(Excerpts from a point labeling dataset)
════════

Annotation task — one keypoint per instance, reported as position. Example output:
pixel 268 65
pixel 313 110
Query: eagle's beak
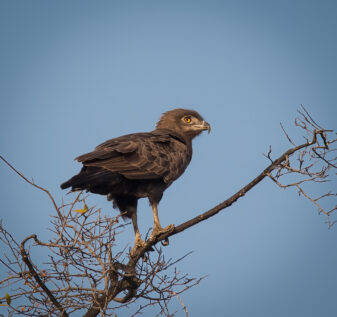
pixel 201 127
pixel 206 126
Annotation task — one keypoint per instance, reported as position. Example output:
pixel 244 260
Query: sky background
pixel 76 73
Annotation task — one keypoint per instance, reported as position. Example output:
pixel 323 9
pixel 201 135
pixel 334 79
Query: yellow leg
pixel 138 239
pixel 157 226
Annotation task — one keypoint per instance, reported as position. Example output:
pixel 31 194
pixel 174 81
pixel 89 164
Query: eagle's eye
pixel 188 119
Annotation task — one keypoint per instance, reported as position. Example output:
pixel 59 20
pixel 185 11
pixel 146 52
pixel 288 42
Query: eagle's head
pixel 183 121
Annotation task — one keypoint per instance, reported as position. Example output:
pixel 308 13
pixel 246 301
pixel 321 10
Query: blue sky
pixel 76 73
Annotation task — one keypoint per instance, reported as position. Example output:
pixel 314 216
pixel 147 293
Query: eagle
pixel 140 165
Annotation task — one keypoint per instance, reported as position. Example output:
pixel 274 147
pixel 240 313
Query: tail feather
pixel 93 179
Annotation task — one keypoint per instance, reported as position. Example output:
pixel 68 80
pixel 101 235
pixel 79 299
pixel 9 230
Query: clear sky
pixel 76 73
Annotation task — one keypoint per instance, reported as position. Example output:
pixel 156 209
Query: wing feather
pixel 141 156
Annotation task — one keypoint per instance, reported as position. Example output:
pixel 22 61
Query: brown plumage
pixel 140 165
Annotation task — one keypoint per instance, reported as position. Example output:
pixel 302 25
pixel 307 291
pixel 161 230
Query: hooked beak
pixel 203 126
pixel 206 126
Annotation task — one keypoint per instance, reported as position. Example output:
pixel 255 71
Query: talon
pixel 159 230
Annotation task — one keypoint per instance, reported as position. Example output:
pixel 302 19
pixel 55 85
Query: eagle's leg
pixel 138 240
pixel 157 228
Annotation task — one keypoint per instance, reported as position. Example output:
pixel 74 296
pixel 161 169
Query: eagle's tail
pixel 93 179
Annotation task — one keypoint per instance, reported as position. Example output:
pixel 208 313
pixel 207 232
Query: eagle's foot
pixel 157 230
pixel 139 243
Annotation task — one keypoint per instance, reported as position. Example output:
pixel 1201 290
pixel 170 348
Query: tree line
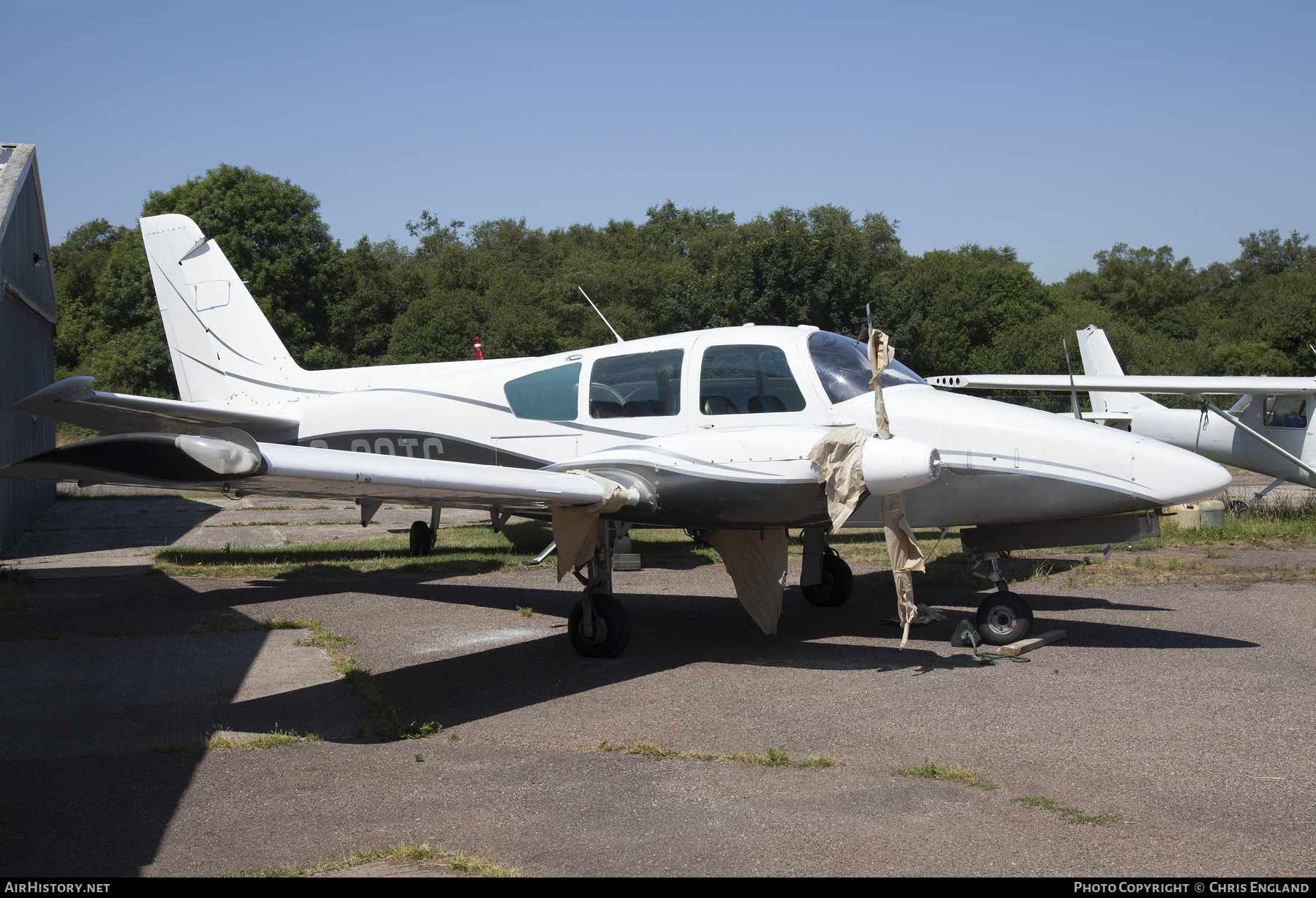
pixel 973 309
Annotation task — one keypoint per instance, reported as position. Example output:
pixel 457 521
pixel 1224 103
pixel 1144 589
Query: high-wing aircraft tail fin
pixel 222 345
pixel 1099 358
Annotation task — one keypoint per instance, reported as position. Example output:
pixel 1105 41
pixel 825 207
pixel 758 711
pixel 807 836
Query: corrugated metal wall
pixel 26 365
pixel 26 350
pixel 24 236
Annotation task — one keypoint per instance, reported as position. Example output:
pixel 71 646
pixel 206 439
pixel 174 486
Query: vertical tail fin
pixel 1099 358
pixel 222 344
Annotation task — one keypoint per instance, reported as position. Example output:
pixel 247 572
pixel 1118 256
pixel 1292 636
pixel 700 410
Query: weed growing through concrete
pixel 388 726
pixel 265 740
pixel 1069 815
pixel 776 758
pixel 401 852
pixel 932 771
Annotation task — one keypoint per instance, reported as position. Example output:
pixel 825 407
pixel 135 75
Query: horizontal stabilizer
pixel 72 402
pixel 1131 383
pixel 213 462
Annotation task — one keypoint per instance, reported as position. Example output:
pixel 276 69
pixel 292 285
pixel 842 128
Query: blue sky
pixel 1056 128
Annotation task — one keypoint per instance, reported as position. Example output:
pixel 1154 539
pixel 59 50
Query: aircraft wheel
pixel 420 537
pixel 1003 619
pixel 837 582
pixel 611 628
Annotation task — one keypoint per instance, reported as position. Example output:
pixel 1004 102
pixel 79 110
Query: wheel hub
pixel 1000 620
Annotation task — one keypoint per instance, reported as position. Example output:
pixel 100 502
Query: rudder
pixel 222 345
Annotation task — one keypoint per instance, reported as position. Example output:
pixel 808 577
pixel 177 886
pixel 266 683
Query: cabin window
pixel 551 396
pixel 645 385
pixel 842 365
pixel 1286 411
pixel 746 381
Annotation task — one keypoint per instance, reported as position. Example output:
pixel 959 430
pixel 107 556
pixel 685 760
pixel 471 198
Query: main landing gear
pixel 599 626
pixel 825 580
pixel 423 536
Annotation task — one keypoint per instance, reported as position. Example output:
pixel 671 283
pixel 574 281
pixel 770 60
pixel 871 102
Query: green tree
pixel 271 232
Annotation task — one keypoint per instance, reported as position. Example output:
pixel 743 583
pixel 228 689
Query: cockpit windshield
pixel 842 365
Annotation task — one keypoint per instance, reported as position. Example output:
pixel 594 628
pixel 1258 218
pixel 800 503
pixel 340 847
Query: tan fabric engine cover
pixel 839 457
pixel 575 528
pixel 757 562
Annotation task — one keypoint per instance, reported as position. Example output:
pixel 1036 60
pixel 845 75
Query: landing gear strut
pixel 598 625
pixel 423 536
pixel 994 576
pixel 837 582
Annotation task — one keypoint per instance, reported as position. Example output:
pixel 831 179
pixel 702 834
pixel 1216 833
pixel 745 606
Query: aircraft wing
pixel 241 465
pixel 1130 383
pixel 72 402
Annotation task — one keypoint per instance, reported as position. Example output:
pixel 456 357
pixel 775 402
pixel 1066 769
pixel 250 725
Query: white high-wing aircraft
pixel 708 431
pixel 1266 431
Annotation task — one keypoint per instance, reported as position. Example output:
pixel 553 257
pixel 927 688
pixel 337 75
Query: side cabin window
pixel 746 381
pixel 1286 411
pixel 644 385
pixel 549 396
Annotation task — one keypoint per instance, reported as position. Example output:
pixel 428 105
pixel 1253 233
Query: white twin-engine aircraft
pixel 1268 431
pixel 708 431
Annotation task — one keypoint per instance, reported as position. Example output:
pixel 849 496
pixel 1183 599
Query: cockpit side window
pixel 644 385
pixel 842 365
pixel 1286 411
pixel 746 380
pixel 552 396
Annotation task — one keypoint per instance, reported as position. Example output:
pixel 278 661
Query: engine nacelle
pixel 899 464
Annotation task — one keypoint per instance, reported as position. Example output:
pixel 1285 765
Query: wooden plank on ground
pixel 1036 641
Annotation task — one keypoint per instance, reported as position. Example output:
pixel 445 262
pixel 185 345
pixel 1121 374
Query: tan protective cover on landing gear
pixel 901 547
pixel 757 562
pixel 575 528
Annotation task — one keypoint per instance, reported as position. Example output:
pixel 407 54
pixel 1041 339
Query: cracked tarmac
pixel 1182 709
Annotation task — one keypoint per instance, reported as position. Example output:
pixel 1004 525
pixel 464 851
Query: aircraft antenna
pixel 599 314
pixel 1073 391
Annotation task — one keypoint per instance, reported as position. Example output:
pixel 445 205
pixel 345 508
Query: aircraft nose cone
pixel 1171 475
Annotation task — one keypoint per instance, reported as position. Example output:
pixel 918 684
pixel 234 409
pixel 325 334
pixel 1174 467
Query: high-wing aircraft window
pixel 746 381
pixel 842 365
pixel 1286 411
pixel 545 396
pixel 645 385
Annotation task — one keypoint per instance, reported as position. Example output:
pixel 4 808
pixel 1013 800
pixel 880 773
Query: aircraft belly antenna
pixel 599 314
pixel 1073 391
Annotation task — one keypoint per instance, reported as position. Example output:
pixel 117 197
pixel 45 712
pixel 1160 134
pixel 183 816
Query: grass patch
pixel 1069 815
pixel 776 758
pixel 265 740
pixel 482 867
pixel 929 769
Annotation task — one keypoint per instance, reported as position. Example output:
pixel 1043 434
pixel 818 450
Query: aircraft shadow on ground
pixel 108 814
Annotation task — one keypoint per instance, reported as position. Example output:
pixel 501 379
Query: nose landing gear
pixel 1005 618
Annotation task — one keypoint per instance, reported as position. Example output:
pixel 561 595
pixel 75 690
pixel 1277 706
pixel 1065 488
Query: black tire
pixel 837 582
pixel 611 628
pixel 1003 619
pixel 420 537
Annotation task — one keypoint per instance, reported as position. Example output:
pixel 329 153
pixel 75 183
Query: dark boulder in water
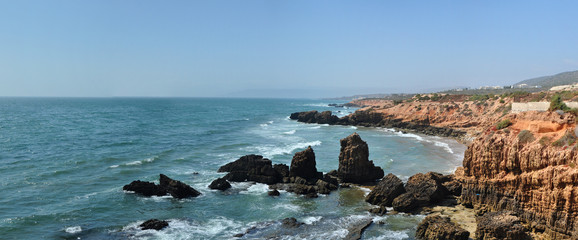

════════

▶ EXERCISE GOAL
Can you copy the material word for word, from its first line through the line with "pixel 183 121", including both ends? Leave the pictures out.

▶ SOLUTION TO THE PROBLEM
Annotation task — one keypoint per instance, reported as position. Example output:
pixel 268 65
pixel 313 110
Query: eagle's beak
pixel 201 127
pixel 206 126
Annotation task — one keypoint per instance, reported as position. Example output:
pixel 244 260
Query: sky background
pixel 76 73
Annotation task — one keypoint per instance, reported as position. Example output:
pixel 323 9
pixel 201 135
pixel 334 79
Query: yellow leg
pixel 138 239
pixel 157 226
Annotation task — one keypoint per instance, reported as position. Example output:
pixel 31 194
pixel 174 81
pixel 89 164
Query: eagle's eye
pixel 188 119
Annotation task — one keypoint per instance, reported as position. Example output:
pixel 59 20
pixel 185 11
pixel 146 52
pixel 288 42
Query: eagle's head
pixel 183 121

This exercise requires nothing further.